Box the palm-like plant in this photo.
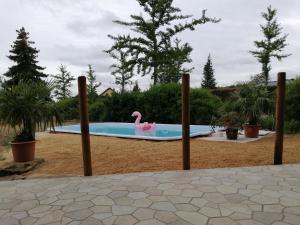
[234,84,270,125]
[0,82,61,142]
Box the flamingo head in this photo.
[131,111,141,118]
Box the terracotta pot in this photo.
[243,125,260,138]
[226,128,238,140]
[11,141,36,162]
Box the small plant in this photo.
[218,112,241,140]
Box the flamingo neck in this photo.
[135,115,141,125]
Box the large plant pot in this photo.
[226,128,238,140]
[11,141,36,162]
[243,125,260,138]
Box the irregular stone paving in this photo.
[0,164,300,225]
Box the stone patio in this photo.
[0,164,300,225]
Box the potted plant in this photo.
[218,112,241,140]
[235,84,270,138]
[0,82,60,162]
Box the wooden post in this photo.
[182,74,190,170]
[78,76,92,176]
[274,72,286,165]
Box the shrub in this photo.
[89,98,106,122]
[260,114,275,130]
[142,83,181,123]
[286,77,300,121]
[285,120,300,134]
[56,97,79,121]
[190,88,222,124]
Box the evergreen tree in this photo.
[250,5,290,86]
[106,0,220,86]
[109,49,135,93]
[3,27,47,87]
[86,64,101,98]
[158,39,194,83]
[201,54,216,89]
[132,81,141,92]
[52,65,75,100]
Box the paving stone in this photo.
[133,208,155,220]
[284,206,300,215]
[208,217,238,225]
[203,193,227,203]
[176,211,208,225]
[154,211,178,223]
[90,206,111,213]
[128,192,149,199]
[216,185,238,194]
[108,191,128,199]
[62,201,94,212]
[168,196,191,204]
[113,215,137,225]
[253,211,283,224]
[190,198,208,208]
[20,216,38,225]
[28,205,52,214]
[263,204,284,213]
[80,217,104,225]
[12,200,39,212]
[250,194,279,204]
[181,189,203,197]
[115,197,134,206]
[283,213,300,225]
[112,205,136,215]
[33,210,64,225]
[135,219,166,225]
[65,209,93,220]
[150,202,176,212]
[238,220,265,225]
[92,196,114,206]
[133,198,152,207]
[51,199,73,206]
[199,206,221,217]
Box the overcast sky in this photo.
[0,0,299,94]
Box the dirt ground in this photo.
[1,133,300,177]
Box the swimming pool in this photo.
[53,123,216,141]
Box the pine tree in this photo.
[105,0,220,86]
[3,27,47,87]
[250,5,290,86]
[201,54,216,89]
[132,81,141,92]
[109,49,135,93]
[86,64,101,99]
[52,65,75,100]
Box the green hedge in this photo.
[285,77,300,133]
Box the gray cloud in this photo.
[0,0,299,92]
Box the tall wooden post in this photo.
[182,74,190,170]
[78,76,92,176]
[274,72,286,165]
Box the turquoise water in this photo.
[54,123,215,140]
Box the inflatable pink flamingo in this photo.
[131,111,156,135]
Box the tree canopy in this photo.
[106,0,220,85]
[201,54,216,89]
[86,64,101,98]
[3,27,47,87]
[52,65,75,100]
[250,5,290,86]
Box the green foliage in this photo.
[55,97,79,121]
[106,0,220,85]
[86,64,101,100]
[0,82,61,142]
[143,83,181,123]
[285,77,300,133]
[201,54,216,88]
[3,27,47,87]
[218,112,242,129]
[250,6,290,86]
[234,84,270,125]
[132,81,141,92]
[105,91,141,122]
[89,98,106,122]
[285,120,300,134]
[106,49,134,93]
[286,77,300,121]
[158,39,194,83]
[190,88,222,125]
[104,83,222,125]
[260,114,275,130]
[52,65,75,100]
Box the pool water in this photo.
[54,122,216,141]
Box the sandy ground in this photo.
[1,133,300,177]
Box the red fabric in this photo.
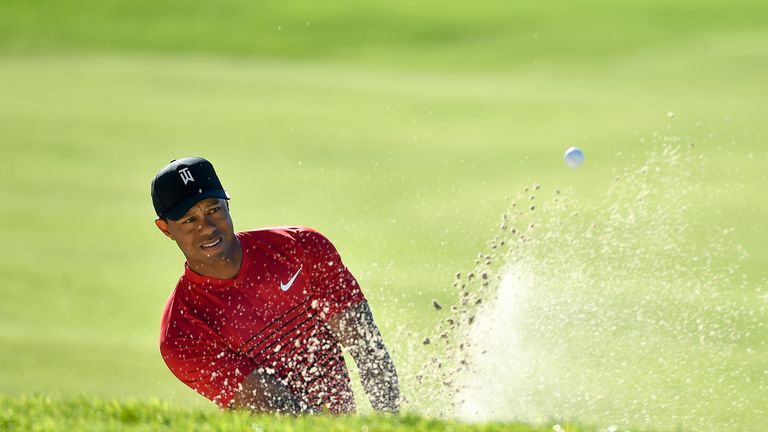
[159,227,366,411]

....................

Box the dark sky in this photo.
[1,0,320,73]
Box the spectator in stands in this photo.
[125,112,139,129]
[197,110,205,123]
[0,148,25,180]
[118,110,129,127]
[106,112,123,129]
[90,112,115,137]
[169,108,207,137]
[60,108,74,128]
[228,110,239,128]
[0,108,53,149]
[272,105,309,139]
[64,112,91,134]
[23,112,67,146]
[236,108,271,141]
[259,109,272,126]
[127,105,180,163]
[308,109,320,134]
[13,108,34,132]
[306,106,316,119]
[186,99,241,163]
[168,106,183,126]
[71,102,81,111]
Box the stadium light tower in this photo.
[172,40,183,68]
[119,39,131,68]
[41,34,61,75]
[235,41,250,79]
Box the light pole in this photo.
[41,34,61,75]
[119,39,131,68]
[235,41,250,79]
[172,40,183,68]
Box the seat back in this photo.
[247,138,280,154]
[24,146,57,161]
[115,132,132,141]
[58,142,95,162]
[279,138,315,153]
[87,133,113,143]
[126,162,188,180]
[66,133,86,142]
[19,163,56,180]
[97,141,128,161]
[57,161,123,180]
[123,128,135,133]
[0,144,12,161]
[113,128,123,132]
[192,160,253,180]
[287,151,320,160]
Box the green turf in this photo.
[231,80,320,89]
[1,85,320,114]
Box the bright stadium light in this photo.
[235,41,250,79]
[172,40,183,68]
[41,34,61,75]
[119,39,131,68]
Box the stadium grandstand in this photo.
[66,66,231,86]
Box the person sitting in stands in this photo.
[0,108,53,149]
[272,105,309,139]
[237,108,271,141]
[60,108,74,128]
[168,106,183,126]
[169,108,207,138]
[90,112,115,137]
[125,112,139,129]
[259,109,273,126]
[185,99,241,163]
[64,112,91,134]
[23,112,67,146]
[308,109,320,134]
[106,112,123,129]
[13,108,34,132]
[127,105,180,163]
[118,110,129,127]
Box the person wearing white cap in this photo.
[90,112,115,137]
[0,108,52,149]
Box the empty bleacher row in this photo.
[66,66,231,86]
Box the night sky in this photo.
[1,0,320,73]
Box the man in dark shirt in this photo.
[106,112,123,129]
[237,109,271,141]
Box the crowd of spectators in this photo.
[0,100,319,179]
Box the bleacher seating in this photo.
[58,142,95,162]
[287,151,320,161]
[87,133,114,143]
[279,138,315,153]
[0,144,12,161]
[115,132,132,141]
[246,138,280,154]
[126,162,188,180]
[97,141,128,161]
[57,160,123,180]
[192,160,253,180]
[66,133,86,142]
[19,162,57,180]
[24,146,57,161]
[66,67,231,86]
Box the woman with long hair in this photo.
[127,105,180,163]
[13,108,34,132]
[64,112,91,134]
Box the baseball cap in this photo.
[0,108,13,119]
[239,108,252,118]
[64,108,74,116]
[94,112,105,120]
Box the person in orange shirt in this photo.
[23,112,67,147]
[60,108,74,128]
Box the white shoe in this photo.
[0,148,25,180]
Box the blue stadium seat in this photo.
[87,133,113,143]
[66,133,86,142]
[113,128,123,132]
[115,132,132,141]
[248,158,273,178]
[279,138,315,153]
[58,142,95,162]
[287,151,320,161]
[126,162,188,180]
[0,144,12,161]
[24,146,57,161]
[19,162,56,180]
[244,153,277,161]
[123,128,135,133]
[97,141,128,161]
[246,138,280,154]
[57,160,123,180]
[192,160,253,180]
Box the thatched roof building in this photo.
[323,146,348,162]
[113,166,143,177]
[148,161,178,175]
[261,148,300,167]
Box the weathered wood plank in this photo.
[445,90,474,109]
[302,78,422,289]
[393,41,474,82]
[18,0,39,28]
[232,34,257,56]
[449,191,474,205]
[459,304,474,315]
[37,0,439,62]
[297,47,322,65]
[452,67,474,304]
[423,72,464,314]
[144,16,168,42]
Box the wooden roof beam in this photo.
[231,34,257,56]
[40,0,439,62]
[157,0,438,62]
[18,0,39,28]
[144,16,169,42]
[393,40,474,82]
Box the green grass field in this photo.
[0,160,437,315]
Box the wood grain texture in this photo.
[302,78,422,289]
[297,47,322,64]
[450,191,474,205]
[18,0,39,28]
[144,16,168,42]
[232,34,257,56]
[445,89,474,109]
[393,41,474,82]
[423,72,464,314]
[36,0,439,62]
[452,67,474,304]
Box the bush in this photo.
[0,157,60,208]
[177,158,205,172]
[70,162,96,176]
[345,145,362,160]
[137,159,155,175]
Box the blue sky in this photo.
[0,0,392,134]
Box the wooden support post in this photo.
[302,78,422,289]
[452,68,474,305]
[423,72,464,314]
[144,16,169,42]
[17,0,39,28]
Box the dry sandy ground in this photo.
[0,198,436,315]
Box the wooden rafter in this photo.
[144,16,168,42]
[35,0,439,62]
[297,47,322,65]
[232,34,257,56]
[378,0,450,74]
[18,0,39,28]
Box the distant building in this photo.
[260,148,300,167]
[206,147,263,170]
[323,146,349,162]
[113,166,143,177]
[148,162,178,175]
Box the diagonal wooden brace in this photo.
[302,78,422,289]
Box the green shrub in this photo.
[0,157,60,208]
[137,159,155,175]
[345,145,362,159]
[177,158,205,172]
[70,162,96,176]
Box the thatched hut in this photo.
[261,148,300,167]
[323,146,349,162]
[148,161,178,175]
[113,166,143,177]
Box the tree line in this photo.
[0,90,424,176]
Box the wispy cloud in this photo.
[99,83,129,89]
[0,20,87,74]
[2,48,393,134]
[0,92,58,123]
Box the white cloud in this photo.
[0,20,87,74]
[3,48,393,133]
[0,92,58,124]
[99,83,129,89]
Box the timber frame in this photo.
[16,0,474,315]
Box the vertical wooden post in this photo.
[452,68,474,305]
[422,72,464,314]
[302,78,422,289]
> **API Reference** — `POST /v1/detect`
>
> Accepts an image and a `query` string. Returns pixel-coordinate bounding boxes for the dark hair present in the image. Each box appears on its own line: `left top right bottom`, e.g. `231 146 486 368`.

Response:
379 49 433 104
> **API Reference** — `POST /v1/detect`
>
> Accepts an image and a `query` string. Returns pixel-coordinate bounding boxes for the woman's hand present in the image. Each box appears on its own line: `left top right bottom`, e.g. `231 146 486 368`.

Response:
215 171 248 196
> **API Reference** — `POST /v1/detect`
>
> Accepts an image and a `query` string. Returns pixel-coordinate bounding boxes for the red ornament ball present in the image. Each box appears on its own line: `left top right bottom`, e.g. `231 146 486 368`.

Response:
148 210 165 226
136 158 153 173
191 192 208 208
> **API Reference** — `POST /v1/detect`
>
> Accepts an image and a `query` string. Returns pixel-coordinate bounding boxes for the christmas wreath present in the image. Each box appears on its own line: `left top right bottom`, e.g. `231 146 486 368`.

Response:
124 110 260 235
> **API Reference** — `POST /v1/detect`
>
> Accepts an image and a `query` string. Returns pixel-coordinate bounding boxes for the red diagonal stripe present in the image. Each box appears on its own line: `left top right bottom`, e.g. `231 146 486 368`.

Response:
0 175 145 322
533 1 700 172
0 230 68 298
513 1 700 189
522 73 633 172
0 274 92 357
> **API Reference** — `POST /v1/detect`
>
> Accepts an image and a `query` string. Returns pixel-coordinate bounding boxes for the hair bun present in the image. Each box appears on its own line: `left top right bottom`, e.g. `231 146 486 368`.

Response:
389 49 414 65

....................

» **Instructions to follow**:
Search the entries above for the string "query". Copy each line in which it appears.

» **Output for this task**:
> Accepts an image and a `query` string. Returns pixel-coordinate bounding boxes for the dark hair present in the image. Each box appears on its own line: `left top right bottom`, e.g. `231 146 486 368`.
> Accepts an image and a `query` string. Returns pixel-coordinate bounding boxes for the woman's hand present in the image. Each box appears on its own line: `left top right bottom`, e.g. `231 146 486 368`.
> Accepts an image and a `query` string. Returns pixel-coordinate bounding boxes for the red ornament ball present in the image. Each box appears on its own line: `left top right bottom`, e.g. `231 146 486 368`.
> Accepts an image and a `query` string. Returns pixel-coordinate bounding boxes for the christmas wreath present in the image. Each box appears on its own line: `left top right bottom`, e.g. `231 146 486 368`.
> Accepts an image and a `query` string. Returns pixel-coordinate bounding boxes for the red diagonal stripe present in the image. Each box appears on its own line: `left top right bottom`, e.g. `231 146 486 368`.
> Accepts an image and a `query` string. Returns pixel-coordinate bounding boxes for the hair bun present in the image. Each box appears on its own line: `left top right bottom`, e.g. `231 146 486 368`.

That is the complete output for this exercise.